## START Provided records

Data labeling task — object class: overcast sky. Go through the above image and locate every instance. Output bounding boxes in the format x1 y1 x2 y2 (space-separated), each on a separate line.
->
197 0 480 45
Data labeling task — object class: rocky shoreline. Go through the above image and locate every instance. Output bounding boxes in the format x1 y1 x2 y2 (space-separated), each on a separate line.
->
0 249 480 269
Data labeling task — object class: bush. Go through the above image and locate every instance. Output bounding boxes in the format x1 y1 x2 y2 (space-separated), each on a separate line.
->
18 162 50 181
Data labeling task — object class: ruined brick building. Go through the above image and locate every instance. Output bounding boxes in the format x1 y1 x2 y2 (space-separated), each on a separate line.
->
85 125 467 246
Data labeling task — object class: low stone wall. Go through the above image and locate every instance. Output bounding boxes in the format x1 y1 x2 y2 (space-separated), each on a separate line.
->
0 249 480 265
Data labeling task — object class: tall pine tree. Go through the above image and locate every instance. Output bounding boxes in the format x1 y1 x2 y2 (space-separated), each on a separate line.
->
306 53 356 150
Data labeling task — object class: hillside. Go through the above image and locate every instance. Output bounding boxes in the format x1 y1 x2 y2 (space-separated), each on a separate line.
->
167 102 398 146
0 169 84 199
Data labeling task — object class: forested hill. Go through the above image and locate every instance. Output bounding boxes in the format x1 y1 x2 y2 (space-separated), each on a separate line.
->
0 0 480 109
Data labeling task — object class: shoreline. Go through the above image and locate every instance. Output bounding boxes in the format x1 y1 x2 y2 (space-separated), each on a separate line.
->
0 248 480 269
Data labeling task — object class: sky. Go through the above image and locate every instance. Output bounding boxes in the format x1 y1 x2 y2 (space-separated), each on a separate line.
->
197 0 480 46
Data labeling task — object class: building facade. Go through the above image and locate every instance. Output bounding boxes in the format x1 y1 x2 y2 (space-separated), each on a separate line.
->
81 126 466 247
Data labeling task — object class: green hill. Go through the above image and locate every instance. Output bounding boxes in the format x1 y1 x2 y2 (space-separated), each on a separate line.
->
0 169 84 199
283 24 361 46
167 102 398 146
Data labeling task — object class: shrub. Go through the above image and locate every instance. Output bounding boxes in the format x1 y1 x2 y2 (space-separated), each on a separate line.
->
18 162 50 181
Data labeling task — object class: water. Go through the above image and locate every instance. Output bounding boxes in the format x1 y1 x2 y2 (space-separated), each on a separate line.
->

## END Provided records

■ **Direction**: Please rewrite everything from the start of the data down to and including the line containing "0 249 480 265", renaming "object class" to "target class" and leaving all else unchanged.

■ **Exercise solution**:
Data labeling task — target class: overcast sky. Go through the above image and locate every instance. Output bounding boxes in the format x1 y1 x2 y2 (space-separated), each on a separate line.
->
197 0 480 45
Data labeling task — target class: rocky shoreline. Go through the above image and locate every instance. Output bounding boxes in the format x1 y1 x2 y2 (space-separated), each on a separate line.
->
0 249 480 269
Data labeling task — target class: bush. Go through the above image and locate every instance. Output bounding boxes in the format x1 y1 x2 y2 (space-separated), each on a separate line.
->
18 162 50 181
Data labeling task — target class: ruined brick building. Go through the above image and locate every instance. Output bounding boxes in the format x1 y1 x2 y2 (space-separated), each on a separate line.
->
85 125 467 246
Data labeling task — target class: low stone wall. Go through the above image and locate every instance. Output bounding boxes in the format x1 y1 x2 y2 (space-separated), each on a separate line.
->
0 249 480 265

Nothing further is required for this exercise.